Begin with the line that contains "Can you see the green" and transcribe each line after it, up to and including the last line of the listing below.

— BEGIN Records for the task —

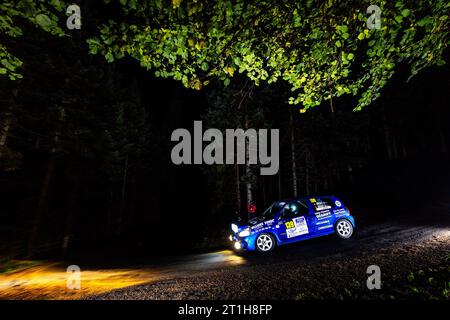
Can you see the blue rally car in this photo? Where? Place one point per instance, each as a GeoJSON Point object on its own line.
{"type": "Point", "coordinates": [292, 221]}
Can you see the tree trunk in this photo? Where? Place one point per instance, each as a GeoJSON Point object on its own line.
{"type": "Point", "coordinates": [40, 207]}
{"type": "Point", "coordinates": [280, 193]}
{"type": "Point", "coordinates": [123, 195]}
{"type": "Point", "coordinates": [293, 155]}
{"type": "Point", "coordinates": [5, 131]}
{"type": "Point", "coordinates": [307, 173]}
{"type": "Point", "coordinates": [69, 218]}
{"type": "Point", "coordinates": [387, 135]}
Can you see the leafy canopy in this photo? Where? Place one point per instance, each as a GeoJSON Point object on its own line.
{"type": "Point", "coordinates": [322, 49]}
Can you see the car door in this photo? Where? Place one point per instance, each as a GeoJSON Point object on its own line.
{"type": "Point", "coordinates": [322, 210]}
{"type": "Point", "coordinates": [296, 221]}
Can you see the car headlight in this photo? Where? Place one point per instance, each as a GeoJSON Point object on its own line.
{"type": "Point", "coordinates": [244, 233]}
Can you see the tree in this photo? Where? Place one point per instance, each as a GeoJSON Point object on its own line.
{"type": "Point", "coordinates": [323, 49]}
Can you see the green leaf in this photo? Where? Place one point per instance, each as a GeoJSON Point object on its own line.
{"type": "Point", "coordinates": [43, 21]}
{"type": "Point", "coordinates": [405, 13]}
{"type": "Point", "coordinates": [109, 57]}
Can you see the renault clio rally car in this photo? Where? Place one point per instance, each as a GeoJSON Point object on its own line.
{"type": "Point", "coordinates": [294, 220]}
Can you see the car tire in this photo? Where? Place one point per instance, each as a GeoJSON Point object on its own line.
{"type": "Point", "coordinates": [344, 229]}
{"type": "Point", "coordinates": [265, 243]}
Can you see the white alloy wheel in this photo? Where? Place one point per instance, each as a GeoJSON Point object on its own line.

— END Records for the task —

Final result:
Can you see the green leaf in this photo? Where? Place one point per instance, each as a GeoJSON Point object on its own line.
{"type": "Point", "coordinates": [43, 21]}
{"type": "Point", "coordinates": [405, 13]}
{"type": "Point", "coordinates": [109, 57]}
Can you see the renault clio rally car in this photo? Where? Place one point per instance, each as a GeoJSON Point object on its own line.
{"type": "Point", "coordinates": [294, 220]}
Can you see the car tire in this photo? Where? Place one point per instance, each as a GeoJSON Point object on its own line.
{"type": "Point", "coordinates": [344, 229]}
{"type": "Point", "coordinates": [265, 243]}
Can you see the white alloy wheel in this photo? Where? Place one point per instance, each as a GeoJSON Point object on its own line.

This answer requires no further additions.